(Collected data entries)
......
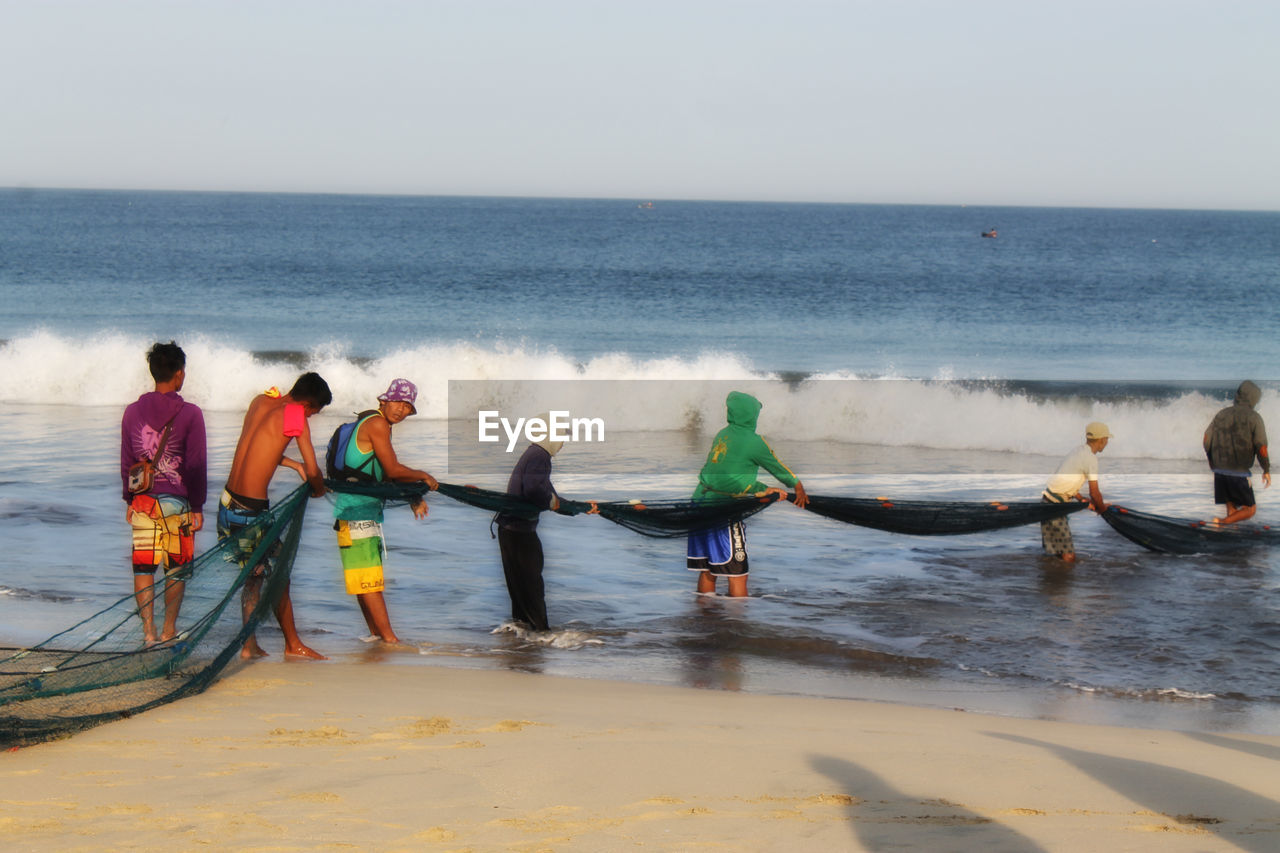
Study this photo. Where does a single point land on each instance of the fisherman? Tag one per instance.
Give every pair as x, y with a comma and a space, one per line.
731, 469
1233, 439
517, 536
270, 424
167, 432
359, 518
1080, 466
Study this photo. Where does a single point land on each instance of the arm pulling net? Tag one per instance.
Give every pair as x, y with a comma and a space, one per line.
101, 669
659, 519
1187, 536
937, 518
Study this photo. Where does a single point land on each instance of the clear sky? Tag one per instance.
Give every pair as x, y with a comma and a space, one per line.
1118, 103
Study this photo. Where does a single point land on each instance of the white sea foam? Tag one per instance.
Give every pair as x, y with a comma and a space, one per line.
666, 393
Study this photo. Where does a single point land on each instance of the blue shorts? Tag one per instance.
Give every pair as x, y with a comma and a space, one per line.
721, 551
1234, 489
237, 519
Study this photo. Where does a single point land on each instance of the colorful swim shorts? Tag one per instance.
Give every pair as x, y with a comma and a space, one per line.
163, 533
721, 551
242, 520
360, 546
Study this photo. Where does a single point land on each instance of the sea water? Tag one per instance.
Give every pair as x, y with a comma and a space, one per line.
896, 352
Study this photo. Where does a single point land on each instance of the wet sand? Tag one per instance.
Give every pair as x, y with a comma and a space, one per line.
287, 756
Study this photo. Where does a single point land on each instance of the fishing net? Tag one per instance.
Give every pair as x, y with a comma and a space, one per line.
659, 519
101, 669
670, 519
937, 518
1187, 536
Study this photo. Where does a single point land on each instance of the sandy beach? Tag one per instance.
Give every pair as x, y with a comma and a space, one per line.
364, 757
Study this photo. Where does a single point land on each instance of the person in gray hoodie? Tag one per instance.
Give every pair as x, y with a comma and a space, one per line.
1233, 439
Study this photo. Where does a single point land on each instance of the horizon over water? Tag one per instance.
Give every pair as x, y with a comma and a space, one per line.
896, 352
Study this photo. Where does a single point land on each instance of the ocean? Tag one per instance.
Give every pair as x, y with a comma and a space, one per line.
896, 351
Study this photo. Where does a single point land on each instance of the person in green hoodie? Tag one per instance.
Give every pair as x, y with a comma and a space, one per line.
731, 470
1232, 441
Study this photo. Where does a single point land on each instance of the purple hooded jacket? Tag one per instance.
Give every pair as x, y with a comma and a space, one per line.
182, 469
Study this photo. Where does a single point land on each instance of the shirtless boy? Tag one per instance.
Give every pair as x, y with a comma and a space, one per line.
270, 424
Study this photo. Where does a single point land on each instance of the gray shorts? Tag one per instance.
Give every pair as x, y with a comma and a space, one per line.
1056, 533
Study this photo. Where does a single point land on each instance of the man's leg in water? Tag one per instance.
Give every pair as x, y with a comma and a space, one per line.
374, 607
144, 589
293, 644
173, 593
248, 602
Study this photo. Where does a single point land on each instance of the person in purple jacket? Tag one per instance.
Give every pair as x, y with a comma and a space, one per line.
......
▶ **EXERCISE**
Lay out every line of the data above as a JSON list of strings, one string per line, with blank lines omitted. Leave out the pictures.

▶ **EXERCISE SOLUTION**
[
  "Study this photo. Where does a single point land on each instance of the fisherman? Tag one per instance.",
  "Give every pair as x, y with a comma and a space, one per line.",
  "731, 469",
  "1233, 439",
  "517, 536",
  "270, 424",
  "167, 432",
  "359, 518",
  "1080, 466",
  "Study this photo. Where does a single point land on each instance of the arm pulling net? Tag one per instance.",
  "Give every pair as x, y with a comma and a space, one per line.",
  "101, 669",
  "659, 519",
  "1187, 536",
  "937, 518",
  "Study this photo. Where does a single point land on each instance of the clear sky? Tag one per instance.",
  "Give every pair as x, y with a comma and a space, one per line.",
  "1118, 103",
  "Study this photo. Where does a single point land on each instance of the white sea foam? Tag one per instance.",
  "Give every pair as x, y with a comma and a space, one per line.",
  "666, 393",
  "Study this photo. Where does a single point land on each instance of the blue shorts? Tag one per instance.",
  "Give every pair as x, y with a comma and a space, one per line.",
  "721, 551",
  "1234, 489",
  "237, 519",
  "Study this photo. Where does a single point land on each instance of the colorful swim shorts? Tag one per instance.",
  "Give every pair as x, y with a comma and a space, one per line.",
  "163, 533",
  "721, 551",
  "242, 520",
  "360, 546",
  "Study this photo. Where does a single point land on each instance of the sea water? Tag one per instance.",
  "Give every pair as x, y with a comma and a space, one per line.",
  "896, 352",
  "Study this photo. Where does a single point land on each instance of the wet sand? Tag one per instance.",
  "Give every pair as x, y with a comma and a space, one per line.",
  "287, 756",
  "Study this photo. Where does a single point land on each instance of the fishing net? Tag one per instance.",
  "Give every pair as x, y with a comma and a space, one per line.",
  "659, 519",
  "101, 669",
  "670, 519",
  "937, 518",
  "1187, 536",
  "Study this photo. Where does a single point land on each instance of the sandy beach? Tag one per instance.",
  "Give every pair as x, y with a comma and a space, one per line.",
  "364, 757",
  "Study this photo. Where does a single point land on each instance of the person in gray hoodie? Tag one per instance.",
  "Give every pair as x, y with a comma and a space, one per line.",
  "1233, 439",
  "Study this photo. Where does a single point land on each instance of the horizon over water? Tag one per instance.",
  "Give every pair as x, y with a comma and a space, one per line.",
  "896, 352",
  "Study this photo. Where does a single point land on each instance of the ocean? Tag one per instance.",
  "Give every pair as x, y with a comma and a space, one per line.",
  "896, 351",
  "Study this photo. Where does a single point land on each instance of the person in green hoodie? Tag one per instance.",
  "Give every pair as x, y with a comma and a space, one per line.",
  "731, 470",
  "1232, 441",
  "Study this photo. Where does a single point land on each instance of the purple hooded jacket? Tag one per instance.",
  "Give every pair as x, y with a comma and a space, one per line.",
  "182, 469",
  "Study this photo. Where does a single point land on each instance of the shirtless boy? Tag one per instance.",
  "Give every pair as x, y with a comma and a space, one per line.",
  "270, 424",
  "Study this photo. Where does a single point land on each instance of the gray shorts? Tag one per instance.",
  "Give every pair as x, y with a comma and a space, one per line.",
  "1056, 533",
  "Study this photo. Where does a single point land on each instance of the man's leg in water? Tag one per instance.",
  "Give every pair as x, y with a comma and a space, one per line.",
  "374, 607",
  "144, 589",
  "293, 644",
  "173, 593",
  "248, 602",
  "Study this photo. Where does a single point land on each instance of the person in purple jacket? Tag one per instance.",
  "Give every pair as x, y with a comma and a space, one per line."
]